» Reading passage:
It's sad just how pathetically poor the reading comprehension is of the typical Trump "Kool-Aid" drinkers.

Notice that these people that question the Unemployment number have conveniently left out the fact that they are talking about the measure of unemployment called U-6 and not U-3.

Notice that Oski didn't even bother to make the distinction.
It's because he's just plain ignorant of basic economic data.

This pretty much tells you that the typical Trumpanzee has no comprehension of the tweets or memes that they read from right-wing media hacks like Tom Fitton at Judicial Watch.

U-3 is the official unemployment rate.
U-3 is the total number of unemployed as a percent of the civilian labor force.

U-6 is the total number of unemployed, plus all people marginally attached to the labor force, plus total employed part-time for economic reasons, as a percent of the civilian work force plus all people marginally attached to the labor force.

This is similar to when Bearscat was yapping about the massive revision in the jobs number, without having a clue that the Bureau of Labor makes an annual revision.



It's too bad that people like Oski have such a poor understanding of basic economic statistics.
He probably never had Econ.1 with Professor Sutch in Wheeler Auditorium like I did.
Probably never went to Cal either.

» Record extracts:
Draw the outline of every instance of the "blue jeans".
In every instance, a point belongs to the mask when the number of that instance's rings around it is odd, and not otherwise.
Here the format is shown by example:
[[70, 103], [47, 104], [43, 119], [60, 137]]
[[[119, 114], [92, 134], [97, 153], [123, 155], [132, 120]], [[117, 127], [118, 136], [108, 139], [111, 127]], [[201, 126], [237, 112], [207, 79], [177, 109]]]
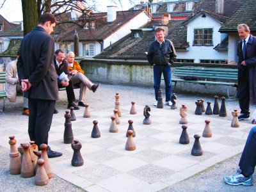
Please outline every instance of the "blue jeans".
[[154, 65], [154, 88], [155, 89], [156, 100], [158, 100], [158, 90], [160, 88], [161, 77], [164, 76], [165, 83], [165, 101], [171, 100], [172, 95], [172, 70], [170, 65]]

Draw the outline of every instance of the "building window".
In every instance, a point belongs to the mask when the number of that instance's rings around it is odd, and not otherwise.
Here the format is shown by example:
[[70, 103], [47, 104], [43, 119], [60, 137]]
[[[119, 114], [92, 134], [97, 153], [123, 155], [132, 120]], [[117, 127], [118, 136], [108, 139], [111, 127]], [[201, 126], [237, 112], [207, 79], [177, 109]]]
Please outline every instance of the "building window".
[[212, 45], [212, 29], [195, 29], [194, 45]]

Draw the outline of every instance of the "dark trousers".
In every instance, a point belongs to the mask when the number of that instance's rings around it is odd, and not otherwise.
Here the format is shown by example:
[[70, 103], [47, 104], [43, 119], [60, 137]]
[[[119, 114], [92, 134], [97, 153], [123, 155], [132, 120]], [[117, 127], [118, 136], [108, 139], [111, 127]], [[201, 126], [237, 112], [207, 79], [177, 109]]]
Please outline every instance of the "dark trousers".
[[48, 145], [48, 132], [52, 124], [55, 103], [55, 100], [28, 100], [28, 134], [30, 140], [35, 141], [38, 147], [42, 143]]
[[239, 165], [246, 176], [250, 176], [254, 173], [256, 165], [256, 126], [250, 131]]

» What to do:
1. Answer these questions about the passage on unemployment measures:
(a) Which measure does the passage call the official unemployment rate?
(b) According to the passage, what kind of revision does the Bureau of Labor make?
(c) With which professor, and in what location, did the writer take Econ.1?
2. Transcribe the passage on unemployment measures word for word, starting with "Notice that Oski" and going on through "an annual revision.".

» Activity answers:
1.
(a) U-3
(b) An annual revision
(c) Professor Sutch, in Wheeler Auditorium

2.
Notice that Oski didn't even bother to make the distinction.
It's because he's just plain ignorant of basic economic data.

This pretty much tells you that the typical Trumpanzee has no comprehension of the tweets or memes that they read from right-wing media hacks like Tom Fitton at Judicial Watch.

U-3 is the official unemployment rate.
U-3 is the total number of unemployed as a percent of the civilian labor force.

U-6 is the total number of unemployed, plus all people marginally attached to the labor force, plus total employed part-time for economic reasons, as a percent of the civilian work force plus all people marginally attached to the labor force.

This is similar to when Bearscat was yapping about the massive revision in the jobs number, without having a clue that the Bureau of Labor makes an annual revision.